When you are installing ePerl as a CGI/1.1 or NPH-CGI/1.1 compliant program
(see above for detailed description of these modes) via

  $ cp -p /path/to/eperl /path/to/apache/cgi-bin/eperl
  $ chown root /path/to/apache/cgi-bin/eperl
  $ chmod u+s  /path/to/apache/cgi-bin/eperl

or

  $ cp -p /path/to/eperl /path/to/apache/cgi-bin/nph-eperl
  $ chown root /path/to/apache/cgi-bin/nph-eperl
  $ chmod u+s  /path/to/apache/cgi-bin/nph-eperl

i.e. with I<SetUID> bit enabled for the B<root> user, ePerl can switch to the
UID/GID of the I<scripts owner>. Although this is a very useful feature for
script programmers (because one no longer need to make auxiliary files
world-readable and temporary files world-writable!), it can be to risky for
you when you are paranoid about security of SetUID programs. If so just don't
install ePerl with enabled SetUID bit! This is the reason why ePerl is per
default only installed as a Stand-Alone Unix filter which never needs this
feature.

For those of us who decided that this feature is essential for them ePerl
tries really hard to make it secure. The following steps have to be
successfully passed before ePerl actually switches its UID/GID (in this
order):

  1. The script has to match the following extensions:
     .html, .phtml, .ephtml, .epl, .pl, .cgi
  2. The UID of the calling process has to be a valid UID,
     i.e. it has to be found in the systems password file
  3. The UID of the calling process has to match the 
     following users: root, nobody
  4. The UID of the script owner has to be a valid UID,
     i.e. it has to be found in the systems password file
  5. The GID of the script group has to be a valid GID,
     i.e. it has to be found in the systems group file
  6. The script has to stay below or in the owners homedir

I<IF ONLY ONE OF THOSE STEPS FAIL, NO UID/GID SWITCHING TAKES PLACE!>.
Additionally (if C<DO_ON_FAILED_STEP> was defined as C<STOP_AND_ERROR> in
F<eperl_security.h> - not per default defined this way!) ePerl can totally stop
processing and display its error page.  This is for the really paranoid
webmasters. Per default when any step failed the UID/GID switching is just
disabled, but ePerl goes on with processing. Alternatively you can disable
some steps at compile time. See F<eperl_security.h>.

○ ○ ○ ○

Copy out the ePerl SetUID installation passage in full, reproducing every line as it appears. The rows that come next have no connection to the ePerl documentation above.

**INFORMATION SUPPLIED**
○ ○ ○ ○

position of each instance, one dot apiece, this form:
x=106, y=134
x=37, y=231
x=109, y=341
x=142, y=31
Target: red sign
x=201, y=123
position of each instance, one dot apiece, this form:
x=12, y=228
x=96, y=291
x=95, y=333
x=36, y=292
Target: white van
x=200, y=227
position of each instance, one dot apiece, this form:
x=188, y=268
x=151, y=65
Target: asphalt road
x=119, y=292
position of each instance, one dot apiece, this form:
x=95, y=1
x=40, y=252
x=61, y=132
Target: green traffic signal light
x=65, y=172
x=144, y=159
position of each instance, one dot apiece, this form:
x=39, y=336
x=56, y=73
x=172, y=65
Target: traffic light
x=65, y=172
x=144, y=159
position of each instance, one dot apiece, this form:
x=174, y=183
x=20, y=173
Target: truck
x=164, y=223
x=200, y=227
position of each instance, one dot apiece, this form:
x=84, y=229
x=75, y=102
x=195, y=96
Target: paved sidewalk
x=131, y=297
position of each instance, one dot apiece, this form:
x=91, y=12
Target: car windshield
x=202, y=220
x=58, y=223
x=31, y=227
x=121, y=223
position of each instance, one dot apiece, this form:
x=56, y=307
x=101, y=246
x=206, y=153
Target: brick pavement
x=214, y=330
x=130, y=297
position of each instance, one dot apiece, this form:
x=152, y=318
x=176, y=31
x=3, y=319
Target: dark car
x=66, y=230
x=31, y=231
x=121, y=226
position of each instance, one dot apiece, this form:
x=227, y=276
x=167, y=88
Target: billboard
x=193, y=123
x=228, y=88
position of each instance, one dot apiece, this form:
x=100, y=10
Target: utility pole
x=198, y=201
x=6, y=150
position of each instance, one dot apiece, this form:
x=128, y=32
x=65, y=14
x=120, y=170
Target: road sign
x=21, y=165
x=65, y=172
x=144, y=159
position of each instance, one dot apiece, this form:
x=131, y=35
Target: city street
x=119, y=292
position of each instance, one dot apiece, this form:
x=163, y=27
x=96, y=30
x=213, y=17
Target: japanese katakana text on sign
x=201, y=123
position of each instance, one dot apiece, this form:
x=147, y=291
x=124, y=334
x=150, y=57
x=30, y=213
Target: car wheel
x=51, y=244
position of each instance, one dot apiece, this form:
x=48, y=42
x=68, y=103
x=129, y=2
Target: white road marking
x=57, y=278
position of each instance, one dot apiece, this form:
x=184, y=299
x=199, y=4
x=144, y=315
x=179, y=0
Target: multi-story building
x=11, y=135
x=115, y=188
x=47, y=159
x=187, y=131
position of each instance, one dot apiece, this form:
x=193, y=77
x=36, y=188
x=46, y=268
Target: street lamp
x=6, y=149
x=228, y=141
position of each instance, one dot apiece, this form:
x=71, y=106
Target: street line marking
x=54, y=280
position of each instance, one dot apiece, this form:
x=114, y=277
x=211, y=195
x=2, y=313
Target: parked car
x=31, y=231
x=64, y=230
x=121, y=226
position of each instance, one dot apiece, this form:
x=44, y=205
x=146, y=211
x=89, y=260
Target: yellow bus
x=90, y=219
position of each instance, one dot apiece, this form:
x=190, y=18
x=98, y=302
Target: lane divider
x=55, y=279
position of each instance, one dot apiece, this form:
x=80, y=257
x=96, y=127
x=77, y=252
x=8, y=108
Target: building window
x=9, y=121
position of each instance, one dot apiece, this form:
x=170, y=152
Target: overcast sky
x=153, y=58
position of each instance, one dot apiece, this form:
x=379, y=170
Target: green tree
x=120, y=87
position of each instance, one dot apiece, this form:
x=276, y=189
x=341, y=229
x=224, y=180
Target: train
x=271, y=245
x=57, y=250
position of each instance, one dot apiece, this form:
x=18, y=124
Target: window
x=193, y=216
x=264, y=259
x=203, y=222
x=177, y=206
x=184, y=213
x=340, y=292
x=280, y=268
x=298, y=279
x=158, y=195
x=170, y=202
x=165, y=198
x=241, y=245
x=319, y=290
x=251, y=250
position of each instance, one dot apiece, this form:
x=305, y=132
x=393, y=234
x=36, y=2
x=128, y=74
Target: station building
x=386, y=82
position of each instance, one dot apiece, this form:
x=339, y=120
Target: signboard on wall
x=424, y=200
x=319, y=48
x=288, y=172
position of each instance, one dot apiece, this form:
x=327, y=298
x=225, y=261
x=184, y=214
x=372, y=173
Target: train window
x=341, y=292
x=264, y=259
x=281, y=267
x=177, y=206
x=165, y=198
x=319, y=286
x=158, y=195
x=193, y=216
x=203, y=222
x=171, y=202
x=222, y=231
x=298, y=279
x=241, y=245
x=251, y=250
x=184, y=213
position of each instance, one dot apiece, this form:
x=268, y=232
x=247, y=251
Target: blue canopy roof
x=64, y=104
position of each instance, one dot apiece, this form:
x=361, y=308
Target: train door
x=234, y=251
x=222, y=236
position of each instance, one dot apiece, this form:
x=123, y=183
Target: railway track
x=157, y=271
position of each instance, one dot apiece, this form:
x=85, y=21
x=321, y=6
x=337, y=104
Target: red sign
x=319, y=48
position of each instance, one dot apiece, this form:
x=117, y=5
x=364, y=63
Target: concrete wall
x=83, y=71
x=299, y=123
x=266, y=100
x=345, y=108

○ ○ ○ ○

**EXERCISE RESPONSE**
When you are installing ePerl as a CGI/1.1 or NPH-CGI/1.1 compliant program
(see above for detailed description of these modes) via

  $ cp -p /path/to/eperl /path/to/apache/cgi-bin/eperl
  $ chown root /path/to/apache/cgi-bin/eperl
  $ chmod u+s  /path/to/apache/cgi-bin/eperl

or

  $ cp -p /path/to/eperl /path/to/apache/cgi-bin/nph-eperl
  $ chown root /path/to/apache/cgi-bin/nph-eperl
  $ chmod u+s  /path/to/apache/cgi-bin/nph-eperl

i.e. with I<SetUID> bit enabled for the B<root> user, ePerl can switch to the
UID/GID of the I<scripts owner>. Although this is a very useful feature for
script programmers (because one no longer need to make auxiliary files
world-readable and temporary files world-writable!), it can be to risky for
you when you are paranoid about security of SetUID programs. If so just don't
install ePerl with enabled SetUID bit! This is the reason why ePerl is per
default only installed as a Stand-Alone Unix filter which never needs this
feature.

For those of us who decided that this feature is essential for them ePerl
tries really hard to make it secure. The following steps have to be
successfully passed before ePerl actually switches its UID/GID (in this
order):

  1. The script has to match the following extensions:
     .html, .phtml, .ephtml, .epl, .pl, .cgi
  2. The UID of the calling process has to be a valid UID,
     i.e. it has to be found in the systems password file
  3. The UID of the calling process has to match the 
     following users: root, nobody
  4. The UID of the script owner has to be a valid UID,
     i.e. it has to be found in the systems password file
  5. The GID of the script group has to be a valid GID,
     i.e. it has to be found in the systems group file
  6. The script has to stay below or in the owners homedir

I<IF ONLY ONE OF THOSE STEPS FAIL, NO UID/GID SWITCHING TAKES PLACE!>.
Additionally (if C<DO_ON_FAILED_STEP> was defined as C<STOP_AND_ERROR> in
F<eperl_security.h> - not per default defined this way!) ePerl can totally stop
processing and display its error page.  This is for the really paranoid
webmasters. Per default when any step failed the UID/GID switching is just
disabled, but ePerl goes on with processing. Alternatively you can disable
some steps at compile time. See F<eperl_security.h>.